Your goal: An exact reproduction of all the entries is the expected answer.

━━━━━━━━━━━━━━━━

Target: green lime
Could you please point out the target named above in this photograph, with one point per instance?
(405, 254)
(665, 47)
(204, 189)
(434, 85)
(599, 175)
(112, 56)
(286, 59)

━━━━━━━━━━━━━━━━

Solution:
Target: green lime
Could you please point out the target named above in this photograph, with one point per instance?
(405, 254)
(665, 47)
(204, 189)
(434, 85)
(599, 175)
(112, 56)
(286, 59)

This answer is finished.